___ Excerpt provided
31 January 2009

Haiku 31

Slivered perception
Glimmering faintly between
Sunrise and nightfall

But O for the touch of a vanished hand, And the sound of a voice that is still!

Imagine Richard Strauss setting something like The Cabinet of Dr Caligari, and you have something like Korngold’s Die Tote Stadt, and if you’re wondering if that’s praise, it emphatically is, though I should point out I am someone who was genuinely astonished to discover that not all children naturally love German expressionism. I, having heard a recording a few times several years ago and vaguely knowing the plot was about a man obsessed with his dead wife, figured the melodic Korngold was San Francisco Opera’s attempt to produce a non-threatening Puccini-style tearjerker, sort of a surreptitious way of scheduling Madama Butterfly yet again without looking over-reliant on warhorses. I was wrong – this opera is much weirder and wilder than that.

It was fascinating to see how many early modernist tropes show up in the young and ambitious Korngold’s work: the emphasis on dream states and the subconscious, and a presentation of reality that borders on the unreal; an obsessive, internalized, and suffocating love (similar to Marcel’s feelings for Albertine in The Captive and The Fugitive); even the use of Pierrot and the commedia figures. The opera also hearkens back to the romantic and morbid traditions in German opera, with a Tristanian association of love and death and a Faust-like battle between love and the underworld (in the specific shape of Robert le Diable, the opera Marietta the singer is rehearsing). And if some of those impulses seem to be an expression of Zeitgeisty goodness rather than of the composer's internal need, the result is still a riveting and indeed virtuosic piece.

After the performance I could see why the opera isn’t done that often – it must be draining to all involved. Snobbery about a composer who became best known for his film scores may have played a part in it as well. I really don’t think it has much to do with his late-Romantic style; the alleged dismissal of emotion and melody by the austere forces of audience alienation certainly didn’t hinder opera houses from scheduling Puccini and Strauss to the point of monotony.

The staging, with its floating constructions and huge fragmented portraits, was dreamily perfect, and complete with a few moments (like the pyramid formed by outstretched hands) that were straight from the Fritz Lang playbook. Runnicles conducted an amazing performance; I feel he sometimes has a tendency to swamp the singers, and this lush score certainly is one long temptation to do so, but he kept everything under perfect control. Torsten Kerl was a success as the withdrawn Paul and so was Lucas Meacham as Frank, his outgoing, well-adjusted friend.

But I thought Emily Magee as Marie/Marietta was the real dazzler in the cast, successfully portraying three very different women: Marie, Paul’s dead wife; Marietta, the chorus girl who resembles her; and the fin-de-siecle figure of Woman the Destroyer that Paul’s fear makes of her in his dreaming. But in a way all these women are figments of Paul’s imagination; I think it’s significant that we know nothing about Marie except that she is gone and Paul mourns her obsessively. In her few moments as Marietta, Magee created a down-to-earth, perhaps slightly vulgar but appealing woman, who rapidly realizes that Frank offers her a better chance of happiness than Paul does. And even as she realizes that, you can see that Paul is already withdrawing from her and from Frank and adding another room to wander in to his memory palace: the afternoon when he almost recaptured what was lost, and ended up only losing it yet again.
______
___ Data excerpts
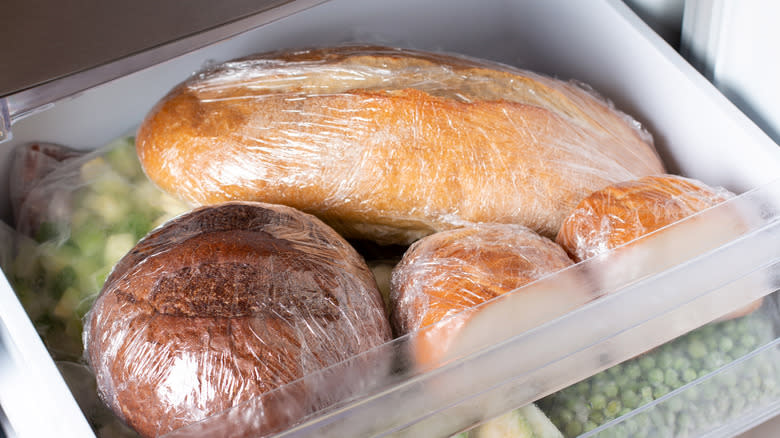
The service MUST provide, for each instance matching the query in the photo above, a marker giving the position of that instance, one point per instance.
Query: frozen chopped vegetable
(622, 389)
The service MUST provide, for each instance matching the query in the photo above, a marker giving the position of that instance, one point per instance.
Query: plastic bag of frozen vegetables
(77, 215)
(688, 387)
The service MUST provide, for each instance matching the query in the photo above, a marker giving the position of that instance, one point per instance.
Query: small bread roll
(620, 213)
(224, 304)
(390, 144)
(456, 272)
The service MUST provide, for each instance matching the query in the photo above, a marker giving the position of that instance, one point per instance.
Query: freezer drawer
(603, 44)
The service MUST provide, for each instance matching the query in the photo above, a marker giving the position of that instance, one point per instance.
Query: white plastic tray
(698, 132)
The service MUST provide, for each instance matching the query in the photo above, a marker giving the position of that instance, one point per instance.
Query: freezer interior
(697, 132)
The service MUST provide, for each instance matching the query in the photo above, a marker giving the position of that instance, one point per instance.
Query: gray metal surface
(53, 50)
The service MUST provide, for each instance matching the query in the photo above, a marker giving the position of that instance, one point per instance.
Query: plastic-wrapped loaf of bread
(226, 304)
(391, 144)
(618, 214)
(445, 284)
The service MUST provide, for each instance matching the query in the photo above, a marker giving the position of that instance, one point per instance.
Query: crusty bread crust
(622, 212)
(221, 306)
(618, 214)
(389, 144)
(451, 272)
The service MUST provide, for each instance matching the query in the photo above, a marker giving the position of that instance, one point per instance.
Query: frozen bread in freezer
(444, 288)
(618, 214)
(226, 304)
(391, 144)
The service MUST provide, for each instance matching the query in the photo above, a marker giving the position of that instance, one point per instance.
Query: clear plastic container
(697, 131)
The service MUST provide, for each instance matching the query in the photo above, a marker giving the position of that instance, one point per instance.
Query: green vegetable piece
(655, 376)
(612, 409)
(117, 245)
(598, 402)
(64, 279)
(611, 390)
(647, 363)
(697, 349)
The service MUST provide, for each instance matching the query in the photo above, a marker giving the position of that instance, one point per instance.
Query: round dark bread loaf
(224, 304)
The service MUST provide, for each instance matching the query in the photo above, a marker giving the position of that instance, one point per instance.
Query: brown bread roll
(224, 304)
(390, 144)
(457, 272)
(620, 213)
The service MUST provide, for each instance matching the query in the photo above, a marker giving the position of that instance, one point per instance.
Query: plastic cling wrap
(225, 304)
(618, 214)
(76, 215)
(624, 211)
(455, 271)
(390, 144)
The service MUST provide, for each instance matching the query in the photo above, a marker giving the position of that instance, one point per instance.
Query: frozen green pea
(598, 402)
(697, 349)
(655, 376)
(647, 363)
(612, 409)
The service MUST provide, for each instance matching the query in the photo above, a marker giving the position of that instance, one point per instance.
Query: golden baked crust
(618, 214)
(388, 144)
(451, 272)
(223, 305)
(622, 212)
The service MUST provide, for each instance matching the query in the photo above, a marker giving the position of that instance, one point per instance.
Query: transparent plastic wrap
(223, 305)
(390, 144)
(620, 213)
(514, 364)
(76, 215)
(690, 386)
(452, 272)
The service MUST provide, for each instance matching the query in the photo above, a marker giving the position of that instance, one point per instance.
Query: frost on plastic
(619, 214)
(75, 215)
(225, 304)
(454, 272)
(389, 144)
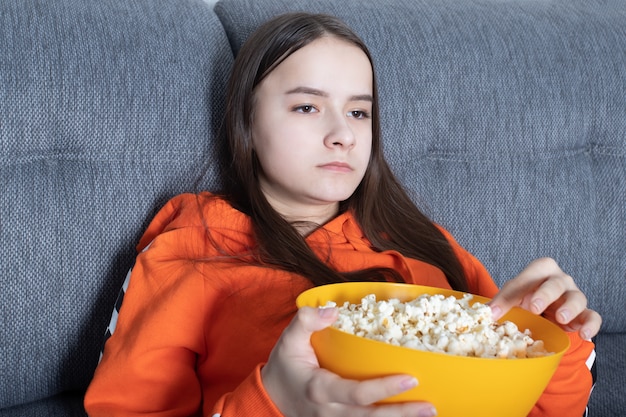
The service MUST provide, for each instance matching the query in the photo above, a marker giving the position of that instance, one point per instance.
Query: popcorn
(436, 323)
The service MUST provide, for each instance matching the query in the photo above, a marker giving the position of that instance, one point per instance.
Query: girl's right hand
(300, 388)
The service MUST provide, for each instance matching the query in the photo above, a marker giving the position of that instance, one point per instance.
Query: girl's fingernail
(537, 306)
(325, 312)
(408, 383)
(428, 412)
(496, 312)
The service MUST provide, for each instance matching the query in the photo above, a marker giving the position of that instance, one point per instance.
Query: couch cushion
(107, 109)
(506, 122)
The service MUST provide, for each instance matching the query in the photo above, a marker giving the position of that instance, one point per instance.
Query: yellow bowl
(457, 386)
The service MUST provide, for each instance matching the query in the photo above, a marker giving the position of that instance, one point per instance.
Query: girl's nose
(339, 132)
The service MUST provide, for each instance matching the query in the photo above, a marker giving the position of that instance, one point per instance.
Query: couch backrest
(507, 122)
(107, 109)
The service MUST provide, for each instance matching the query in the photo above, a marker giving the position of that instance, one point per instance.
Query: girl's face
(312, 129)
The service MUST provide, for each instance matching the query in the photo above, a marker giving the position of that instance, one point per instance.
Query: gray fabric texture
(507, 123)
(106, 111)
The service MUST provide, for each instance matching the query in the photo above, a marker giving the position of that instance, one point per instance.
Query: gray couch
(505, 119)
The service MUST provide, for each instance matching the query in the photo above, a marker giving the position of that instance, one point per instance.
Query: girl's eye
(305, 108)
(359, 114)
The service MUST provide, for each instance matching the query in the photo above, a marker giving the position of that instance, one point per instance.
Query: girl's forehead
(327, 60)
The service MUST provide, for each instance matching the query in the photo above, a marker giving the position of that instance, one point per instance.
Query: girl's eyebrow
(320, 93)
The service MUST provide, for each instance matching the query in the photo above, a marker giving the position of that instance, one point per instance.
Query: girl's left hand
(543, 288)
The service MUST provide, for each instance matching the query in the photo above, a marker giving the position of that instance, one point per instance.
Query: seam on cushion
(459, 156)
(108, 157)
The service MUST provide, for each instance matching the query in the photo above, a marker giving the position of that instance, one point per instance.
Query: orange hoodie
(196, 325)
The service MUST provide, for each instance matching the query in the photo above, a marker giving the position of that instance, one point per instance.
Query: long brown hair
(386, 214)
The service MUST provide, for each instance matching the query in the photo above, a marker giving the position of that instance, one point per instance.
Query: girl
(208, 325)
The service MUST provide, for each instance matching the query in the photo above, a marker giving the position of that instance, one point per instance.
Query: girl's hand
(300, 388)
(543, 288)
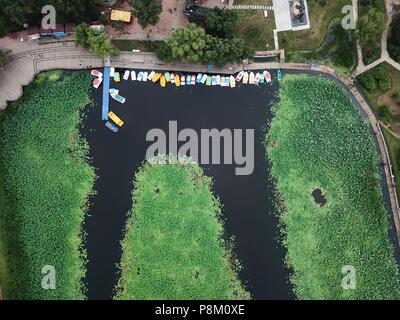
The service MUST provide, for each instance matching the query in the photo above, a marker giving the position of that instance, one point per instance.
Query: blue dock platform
______
Short task A —
In the review of Die Tote Stadt, which opera is Marietta the singer rehearsing?
Short task B —
Using the review of Die Tote Stadt, explain why the opera is not performed often.
Short task C —
Return the passage of the review of Die Tote Stadt that begins at the words "It was fascinating" and ends after "indeed virtuosic piece.".
The rows have nothing to do with the review of Die Tote Stadt.

Output A —
Robert le Diable.

Output B —
Performing it must be draining for everyone involved. Snobbery about a composer who became best known for his film scores may also have played a part.

Output C —
It was fascinating to see how many early modernist tropes show up in the young and ambitious Korngold’s work: the emphasis on dream states and the subconscious, and a presentation of reality that borders on the unreal; an obsessive, internalized, and suffocating love (similar to Marcel’s feelings for Albertine in The Captive and The Fugitive); even the use of Pierrot and the commedia figures. The opera also hearkens back to the romantic and morbid traditions in German opera, with a Tristanian association of love and death and a Faust-like battle between love and the underworld (in the specific shape of Robert le Diable, the opera Marietta the singer is rehearsing). And if some of those impulses seem to be an expression of Zeitgeisty goodness rather than of the composer's internal need, the result is still a riveting and indeed virtuosic piece.